Passage to read
####################
Can ChatGPT generate Accurate Sports Statistics?

Sports
ChatGPT
LLMs
2023
Author

Phani Srikanth

Published

February 21, 2023

Unless you are living under a rock, you must be aware of ChatGPT. As a racing enthusiast, I was interested in generating racing statistics using ChatGPT. While I was succesful to an extent, there are still some issues with the model. Let’s jump into the details.

Going broad

To test the limits of ChatGPT, I decided to go broad and ask “What is the total number of pit stops taken by Lewis Hamilton in Formula 1 2020 season?”

Pitstop data

ChatGPT gets this incorrect. There is no way that Lewis Hamilton took 5 pitstops in the entire season. So, instead of going this approach, I decided to go with a more specific question.

Start narrow and build slowly.

Start with a simple question

I asked “Show a table with names of each race in f1 2020 season?”

Race data

A quick look at wikipedia (https://en.wikipedia.org/wiki/2020_Formula_One_World_Championship) shows that this is accurate. This is a good step. Now, let’s add race-wise pitstop data to the table.
####################
Given entries

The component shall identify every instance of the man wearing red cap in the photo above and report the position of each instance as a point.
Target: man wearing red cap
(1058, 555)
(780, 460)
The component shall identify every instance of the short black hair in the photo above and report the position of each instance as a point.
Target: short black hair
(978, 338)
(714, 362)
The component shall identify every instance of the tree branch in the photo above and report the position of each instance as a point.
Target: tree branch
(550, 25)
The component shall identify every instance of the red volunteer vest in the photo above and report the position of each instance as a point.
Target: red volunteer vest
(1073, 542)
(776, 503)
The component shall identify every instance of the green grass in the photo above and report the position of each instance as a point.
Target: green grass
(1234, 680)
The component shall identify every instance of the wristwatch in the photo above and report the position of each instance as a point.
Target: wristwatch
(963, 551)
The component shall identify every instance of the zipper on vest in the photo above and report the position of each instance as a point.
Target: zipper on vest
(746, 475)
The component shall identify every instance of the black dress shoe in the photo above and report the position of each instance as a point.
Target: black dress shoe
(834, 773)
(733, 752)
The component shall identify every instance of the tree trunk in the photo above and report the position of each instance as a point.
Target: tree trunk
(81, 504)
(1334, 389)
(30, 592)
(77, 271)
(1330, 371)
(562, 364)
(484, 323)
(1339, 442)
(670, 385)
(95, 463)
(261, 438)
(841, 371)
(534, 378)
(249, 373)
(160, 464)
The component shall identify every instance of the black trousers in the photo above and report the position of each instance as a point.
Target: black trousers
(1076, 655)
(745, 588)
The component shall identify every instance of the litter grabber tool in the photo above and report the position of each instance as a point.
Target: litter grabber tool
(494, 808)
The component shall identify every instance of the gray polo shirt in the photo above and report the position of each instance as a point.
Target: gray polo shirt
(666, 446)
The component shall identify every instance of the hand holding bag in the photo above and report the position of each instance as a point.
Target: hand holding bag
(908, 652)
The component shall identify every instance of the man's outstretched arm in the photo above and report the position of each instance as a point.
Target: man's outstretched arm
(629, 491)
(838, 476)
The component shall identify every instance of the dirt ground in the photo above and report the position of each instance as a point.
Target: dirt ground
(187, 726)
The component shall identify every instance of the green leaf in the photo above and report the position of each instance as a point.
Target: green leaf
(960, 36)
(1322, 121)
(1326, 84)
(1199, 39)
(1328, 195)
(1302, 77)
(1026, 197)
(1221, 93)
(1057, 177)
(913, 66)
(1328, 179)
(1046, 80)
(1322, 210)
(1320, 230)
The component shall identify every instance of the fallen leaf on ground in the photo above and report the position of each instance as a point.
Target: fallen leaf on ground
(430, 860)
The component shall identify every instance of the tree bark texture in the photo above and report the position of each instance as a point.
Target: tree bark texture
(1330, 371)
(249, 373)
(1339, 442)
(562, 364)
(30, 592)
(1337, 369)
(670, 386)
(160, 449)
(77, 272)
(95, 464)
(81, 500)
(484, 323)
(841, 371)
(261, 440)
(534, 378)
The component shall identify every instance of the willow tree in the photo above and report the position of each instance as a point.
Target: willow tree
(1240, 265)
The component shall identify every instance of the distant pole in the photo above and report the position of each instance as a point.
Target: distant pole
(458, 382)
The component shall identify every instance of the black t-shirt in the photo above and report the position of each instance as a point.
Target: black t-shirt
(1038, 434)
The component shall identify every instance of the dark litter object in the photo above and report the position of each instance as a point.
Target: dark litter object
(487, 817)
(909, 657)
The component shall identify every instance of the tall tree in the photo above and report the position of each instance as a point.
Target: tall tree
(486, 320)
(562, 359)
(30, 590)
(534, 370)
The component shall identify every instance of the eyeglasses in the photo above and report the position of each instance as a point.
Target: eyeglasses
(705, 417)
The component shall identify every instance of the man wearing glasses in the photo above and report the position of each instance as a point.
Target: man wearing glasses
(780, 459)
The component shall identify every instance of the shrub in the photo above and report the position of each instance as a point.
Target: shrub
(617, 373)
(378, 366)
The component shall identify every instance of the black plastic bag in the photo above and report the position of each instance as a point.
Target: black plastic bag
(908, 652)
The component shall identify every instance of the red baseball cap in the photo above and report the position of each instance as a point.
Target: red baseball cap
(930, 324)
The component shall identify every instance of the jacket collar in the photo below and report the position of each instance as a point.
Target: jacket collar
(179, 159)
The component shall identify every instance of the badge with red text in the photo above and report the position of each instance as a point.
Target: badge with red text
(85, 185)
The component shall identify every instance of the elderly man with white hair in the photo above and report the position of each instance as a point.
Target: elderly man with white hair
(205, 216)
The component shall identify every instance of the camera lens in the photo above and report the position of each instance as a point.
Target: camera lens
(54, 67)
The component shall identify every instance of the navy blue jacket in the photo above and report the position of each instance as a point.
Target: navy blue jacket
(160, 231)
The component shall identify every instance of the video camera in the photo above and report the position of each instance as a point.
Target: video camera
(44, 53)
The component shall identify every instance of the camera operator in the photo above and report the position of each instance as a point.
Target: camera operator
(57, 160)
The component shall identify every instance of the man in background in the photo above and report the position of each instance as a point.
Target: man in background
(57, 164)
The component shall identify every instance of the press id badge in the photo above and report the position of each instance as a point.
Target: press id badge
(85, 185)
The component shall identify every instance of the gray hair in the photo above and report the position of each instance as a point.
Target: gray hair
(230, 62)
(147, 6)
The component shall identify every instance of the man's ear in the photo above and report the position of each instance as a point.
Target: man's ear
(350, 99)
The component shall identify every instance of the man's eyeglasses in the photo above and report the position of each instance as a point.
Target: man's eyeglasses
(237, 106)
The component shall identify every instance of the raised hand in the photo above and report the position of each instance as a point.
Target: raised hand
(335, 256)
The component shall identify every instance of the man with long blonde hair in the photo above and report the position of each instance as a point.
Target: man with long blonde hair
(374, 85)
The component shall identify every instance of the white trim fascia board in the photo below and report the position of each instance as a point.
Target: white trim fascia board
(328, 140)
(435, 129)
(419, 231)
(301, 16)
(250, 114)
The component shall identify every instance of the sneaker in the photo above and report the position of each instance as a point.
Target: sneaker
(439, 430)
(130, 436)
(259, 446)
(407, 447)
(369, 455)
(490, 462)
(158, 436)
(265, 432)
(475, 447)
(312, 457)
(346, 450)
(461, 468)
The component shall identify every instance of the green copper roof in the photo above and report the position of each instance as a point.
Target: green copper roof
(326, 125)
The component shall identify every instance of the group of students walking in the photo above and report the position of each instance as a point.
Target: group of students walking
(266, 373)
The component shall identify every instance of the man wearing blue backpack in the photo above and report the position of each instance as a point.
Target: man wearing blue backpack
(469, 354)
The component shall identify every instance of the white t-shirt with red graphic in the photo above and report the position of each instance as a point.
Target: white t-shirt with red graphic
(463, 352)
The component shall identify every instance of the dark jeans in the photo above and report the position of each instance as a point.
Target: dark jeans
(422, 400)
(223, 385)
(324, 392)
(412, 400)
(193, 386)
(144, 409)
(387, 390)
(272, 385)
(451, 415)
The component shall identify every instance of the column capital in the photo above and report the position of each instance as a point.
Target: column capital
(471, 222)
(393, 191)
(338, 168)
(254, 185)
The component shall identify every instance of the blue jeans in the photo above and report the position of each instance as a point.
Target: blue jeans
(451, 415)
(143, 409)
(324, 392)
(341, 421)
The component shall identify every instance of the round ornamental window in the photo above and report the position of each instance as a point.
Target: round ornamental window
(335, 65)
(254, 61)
####################
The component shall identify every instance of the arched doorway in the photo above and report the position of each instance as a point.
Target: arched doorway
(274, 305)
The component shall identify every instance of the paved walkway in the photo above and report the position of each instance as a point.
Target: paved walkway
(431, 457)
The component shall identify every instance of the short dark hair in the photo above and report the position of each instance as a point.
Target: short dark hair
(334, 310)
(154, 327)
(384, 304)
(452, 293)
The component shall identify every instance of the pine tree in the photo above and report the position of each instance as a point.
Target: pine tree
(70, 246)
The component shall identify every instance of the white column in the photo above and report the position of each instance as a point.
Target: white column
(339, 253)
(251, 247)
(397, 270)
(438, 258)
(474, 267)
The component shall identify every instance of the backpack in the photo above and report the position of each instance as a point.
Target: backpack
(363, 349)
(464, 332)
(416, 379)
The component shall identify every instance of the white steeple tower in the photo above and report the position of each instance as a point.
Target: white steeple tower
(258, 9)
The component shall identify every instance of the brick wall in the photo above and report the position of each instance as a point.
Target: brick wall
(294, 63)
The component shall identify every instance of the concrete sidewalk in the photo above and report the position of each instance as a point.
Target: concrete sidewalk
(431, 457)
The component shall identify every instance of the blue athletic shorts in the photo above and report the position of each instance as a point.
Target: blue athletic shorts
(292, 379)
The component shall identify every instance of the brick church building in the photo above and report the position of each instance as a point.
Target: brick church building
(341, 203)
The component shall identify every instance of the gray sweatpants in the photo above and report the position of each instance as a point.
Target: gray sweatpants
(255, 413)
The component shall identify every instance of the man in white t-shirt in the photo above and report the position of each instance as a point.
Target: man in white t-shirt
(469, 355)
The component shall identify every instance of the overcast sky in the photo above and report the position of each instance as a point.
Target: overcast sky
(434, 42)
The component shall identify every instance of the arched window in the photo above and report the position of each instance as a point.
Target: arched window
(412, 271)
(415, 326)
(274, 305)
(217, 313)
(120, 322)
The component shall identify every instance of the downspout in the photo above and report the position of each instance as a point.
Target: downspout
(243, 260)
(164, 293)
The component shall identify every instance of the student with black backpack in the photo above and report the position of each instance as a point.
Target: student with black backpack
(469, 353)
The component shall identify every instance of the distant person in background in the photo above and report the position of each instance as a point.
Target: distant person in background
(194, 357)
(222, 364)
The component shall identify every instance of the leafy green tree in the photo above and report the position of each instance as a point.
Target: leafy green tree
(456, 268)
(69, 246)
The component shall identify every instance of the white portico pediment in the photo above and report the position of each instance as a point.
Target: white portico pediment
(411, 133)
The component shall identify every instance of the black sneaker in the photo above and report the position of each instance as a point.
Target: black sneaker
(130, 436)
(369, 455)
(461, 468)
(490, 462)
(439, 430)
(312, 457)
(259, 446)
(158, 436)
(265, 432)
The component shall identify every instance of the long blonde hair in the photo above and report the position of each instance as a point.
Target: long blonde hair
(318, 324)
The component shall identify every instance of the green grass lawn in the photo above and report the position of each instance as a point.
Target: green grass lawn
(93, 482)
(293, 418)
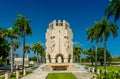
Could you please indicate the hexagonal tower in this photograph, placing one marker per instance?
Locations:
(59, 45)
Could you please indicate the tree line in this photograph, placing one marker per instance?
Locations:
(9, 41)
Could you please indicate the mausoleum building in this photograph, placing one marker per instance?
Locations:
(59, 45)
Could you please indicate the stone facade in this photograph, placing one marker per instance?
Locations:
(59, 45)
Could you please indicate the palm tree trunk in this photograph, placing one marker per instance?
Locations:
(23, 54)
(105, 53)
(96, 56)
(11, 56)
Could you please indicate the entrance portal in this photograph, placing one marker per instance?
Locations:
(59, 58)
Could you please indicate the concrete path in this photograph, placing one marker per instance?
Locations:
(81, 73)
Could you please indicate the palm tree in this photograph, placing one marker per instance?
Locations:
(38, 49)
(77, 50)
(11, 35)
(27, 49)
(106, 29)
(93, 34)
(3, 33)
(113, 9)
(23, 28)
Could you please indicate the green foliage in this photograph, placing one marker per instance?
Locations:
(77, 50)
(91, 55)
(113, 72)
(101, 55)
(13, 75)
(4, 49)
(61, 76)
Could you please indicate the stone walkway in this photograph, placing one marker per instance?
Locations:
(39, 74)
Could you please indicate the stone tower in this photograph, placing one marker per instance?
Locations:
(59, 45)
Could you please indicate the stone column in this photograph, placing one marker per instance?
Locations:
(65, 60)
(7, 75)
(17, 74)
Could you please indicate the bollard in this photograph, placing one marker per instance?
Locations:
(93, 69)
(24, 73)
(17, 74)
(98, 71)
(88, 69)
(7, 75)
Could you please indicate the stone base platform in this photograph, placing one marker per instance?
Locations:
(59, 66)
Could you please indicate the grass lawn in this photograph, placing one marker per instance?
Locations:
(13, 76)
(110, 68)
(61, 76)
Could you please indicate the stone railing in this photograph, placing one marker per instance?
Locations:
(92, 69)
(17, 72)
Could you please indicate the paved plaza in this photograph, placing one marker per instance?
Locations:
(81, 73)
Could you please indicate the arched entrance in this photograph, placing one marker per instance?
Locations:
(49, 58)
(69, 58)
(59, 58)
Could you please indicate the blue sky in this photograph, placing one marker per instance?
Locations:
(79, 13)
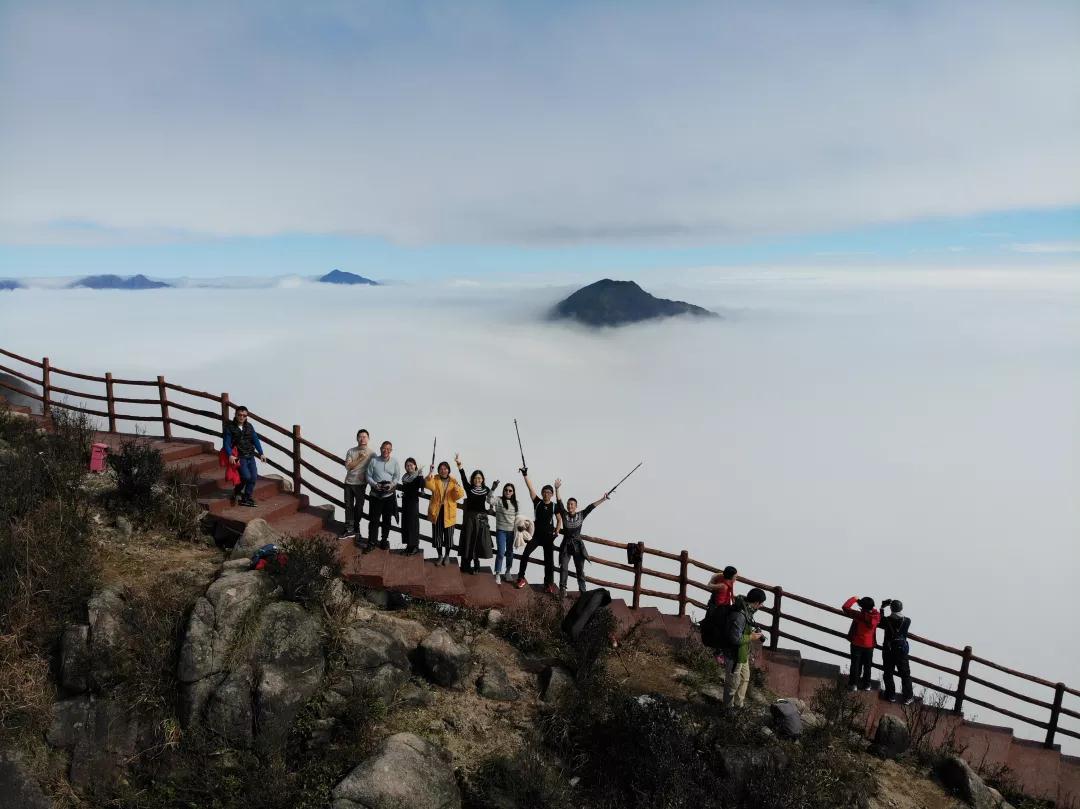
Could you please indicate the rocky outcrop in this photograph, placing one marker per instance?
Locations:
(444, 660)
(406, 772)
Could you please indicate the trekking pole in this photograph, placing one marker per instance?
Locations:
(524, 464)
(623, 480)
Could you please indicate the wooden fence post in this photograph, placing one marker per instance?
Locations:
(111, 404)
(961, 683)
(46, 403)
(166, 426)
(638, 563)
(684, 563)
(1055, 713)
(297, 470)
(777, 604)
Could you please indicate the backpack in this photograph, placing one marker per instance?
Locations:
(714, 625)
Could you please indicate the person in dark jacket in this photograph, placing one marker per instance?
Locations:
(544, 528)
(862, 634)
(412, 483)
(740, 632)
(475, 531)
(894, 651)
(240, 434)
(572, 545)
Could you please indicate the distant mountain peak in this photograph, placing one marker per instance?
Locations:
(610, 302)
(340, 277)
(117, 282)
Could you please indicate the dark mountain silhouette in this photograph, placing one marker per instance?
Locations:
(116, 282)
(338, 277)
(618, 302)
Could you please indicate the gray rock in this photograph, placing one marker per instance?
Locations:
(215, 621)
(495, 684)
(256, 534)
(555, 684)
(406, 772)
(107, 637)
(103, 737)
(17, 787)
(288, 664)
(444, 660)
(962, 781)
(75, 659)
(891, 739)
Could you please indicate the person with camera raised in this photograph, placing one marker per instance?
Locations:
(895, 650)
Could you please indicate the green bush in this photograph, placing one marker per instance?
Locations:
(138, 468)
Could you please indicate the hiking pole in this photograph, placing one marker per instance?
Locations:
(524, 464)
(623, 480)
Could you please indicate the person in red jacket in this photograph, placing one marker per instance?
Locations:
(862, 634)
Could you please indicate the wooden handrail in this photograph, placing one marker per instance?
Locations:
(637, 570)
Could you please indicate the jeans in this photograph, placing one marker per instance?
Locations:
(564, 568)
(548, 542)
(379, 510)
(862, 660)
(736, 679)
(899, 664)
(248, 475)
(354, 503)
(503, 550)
####################
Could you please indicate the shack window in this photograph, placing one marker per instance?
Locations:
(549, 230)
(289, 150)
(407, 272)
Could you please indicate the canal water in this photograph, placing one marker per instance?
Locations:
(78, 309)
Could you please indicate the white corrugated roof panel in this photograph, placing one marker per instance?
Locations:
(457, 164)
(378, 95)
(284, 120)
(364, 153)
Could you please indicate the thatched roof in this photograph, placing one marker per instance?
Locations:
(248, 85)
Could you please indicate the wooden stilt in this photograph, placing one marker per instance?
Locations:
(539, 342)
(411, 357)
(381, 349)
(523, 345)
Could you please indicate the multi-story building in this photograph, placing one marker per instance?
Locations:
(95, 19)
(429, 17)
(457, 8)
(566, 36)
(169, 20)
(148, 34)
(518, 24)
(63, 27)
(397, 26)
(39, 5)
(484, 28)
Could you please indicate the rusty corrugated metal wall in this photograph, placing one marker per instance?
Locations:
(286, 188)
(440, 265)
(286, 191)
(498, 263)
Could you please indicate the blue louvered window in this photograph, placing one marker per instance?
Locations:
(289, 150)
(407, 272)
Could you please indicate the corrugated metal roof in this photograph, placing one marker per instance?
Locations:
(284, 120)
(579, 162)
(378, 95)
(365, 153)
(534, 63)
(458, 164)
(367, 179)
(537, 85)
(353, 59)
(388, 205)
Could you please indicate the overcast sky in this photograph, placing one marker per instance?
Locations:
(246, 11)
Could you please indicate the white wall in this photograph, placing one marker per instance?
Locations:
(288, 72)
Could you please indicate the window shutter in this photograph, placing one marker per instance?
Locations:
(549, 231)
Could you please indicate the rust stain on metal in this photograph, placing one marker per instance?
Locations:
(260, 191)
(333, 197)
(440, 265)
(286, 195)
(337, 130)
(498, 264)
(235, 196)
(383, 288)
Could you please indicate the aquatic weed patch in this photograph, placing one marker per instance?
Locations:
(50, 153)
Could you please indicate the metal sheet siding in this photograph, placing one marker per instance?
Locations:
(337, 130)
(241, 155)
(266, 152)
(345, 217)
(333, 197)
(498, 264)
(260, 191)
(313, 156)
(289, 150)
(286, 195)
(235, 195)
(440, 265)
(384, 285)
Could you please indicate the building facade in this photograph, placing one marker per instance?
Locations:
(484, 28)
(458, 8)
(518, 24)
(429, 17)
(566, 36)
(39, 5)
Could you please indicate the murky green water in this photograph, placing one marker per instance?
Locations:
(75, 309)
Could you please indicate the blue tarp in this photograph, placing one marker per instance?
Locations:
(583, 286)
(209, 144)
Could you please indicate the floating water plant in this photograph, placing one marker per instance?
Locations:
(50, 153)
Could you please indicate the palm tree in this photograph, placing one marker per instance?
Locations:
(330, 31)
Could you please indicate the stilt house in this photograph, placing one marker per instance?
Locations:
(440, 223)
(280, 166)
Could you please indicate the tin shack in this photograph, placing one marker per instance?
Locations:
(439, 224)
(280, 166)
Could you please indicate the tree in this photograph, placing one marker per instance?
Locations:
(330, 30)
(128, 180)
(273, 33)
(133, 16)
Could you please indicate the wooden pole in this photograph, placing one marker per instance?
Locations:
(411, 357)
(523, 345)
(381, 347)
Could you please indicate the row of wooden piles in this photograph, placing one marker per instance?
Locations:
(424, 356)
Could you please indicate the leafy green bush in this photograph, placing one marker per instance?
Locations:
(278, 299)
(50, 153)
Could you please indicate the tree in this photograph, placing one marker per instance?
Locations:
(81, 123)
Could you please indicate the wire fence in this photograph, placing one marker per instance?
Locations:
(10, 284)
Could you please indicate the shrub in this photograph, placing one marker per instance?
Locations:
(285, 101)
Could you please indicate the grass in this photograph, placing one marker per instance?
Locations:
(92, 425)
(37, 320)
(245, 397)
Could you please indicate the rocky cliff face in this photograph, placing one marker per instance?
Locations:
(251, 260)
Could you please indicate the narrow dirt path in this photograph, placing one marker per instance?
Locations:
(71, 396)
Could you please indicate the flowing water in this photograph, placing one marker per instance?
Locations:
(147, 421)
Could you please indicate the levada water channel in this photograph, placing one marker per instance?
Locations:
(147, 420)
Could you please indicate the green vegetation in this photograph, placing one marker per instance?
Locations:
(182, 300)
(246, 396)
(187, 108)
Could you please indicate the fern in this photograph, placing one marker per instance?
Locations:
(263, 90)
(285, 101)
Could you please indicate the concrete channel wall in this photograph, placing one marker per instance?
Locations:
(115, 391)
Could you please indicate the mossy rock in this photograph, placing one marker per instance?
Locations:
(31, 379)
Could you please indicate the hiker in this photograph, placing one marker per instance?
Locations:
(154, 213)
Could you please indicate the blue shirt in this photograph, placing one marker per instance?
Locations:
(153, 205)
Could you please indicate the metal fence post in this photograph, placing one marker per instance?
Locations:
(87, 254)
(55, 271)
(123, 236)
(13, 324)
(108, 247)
####################
Task list
[A] Translate this sentence from the post on ChatGPT and sports statistics into Spanish: "As a racing enthusiast, I was interested in generating racing statistics using ChatGPT."
[B] Decide whether each statement agrees with the post on ChatGPT and sports statistics. Answer yes or no, and quote the deciding words from the post.
(i) ChatGPT gave a correct total for Lewis Hamilton's pit stops in the 2020 season.
(ii) The table of races in the 2020 season was checked against Wikipedia and found accurate.
(iii) The post was published in February 2023.
Answer using only the text about ChatGPT and sports statistics, not the listing.

Written answers
[A] Como entusiasta de las carreras, me interesaba generar estadísticas de carreras usando ChatGPT.

[B]
(i) No: "ChatGPT gets this incorrect."
(ii) Yes: "shows that this is accurate."
(iii) Yes: "February 21, 2023"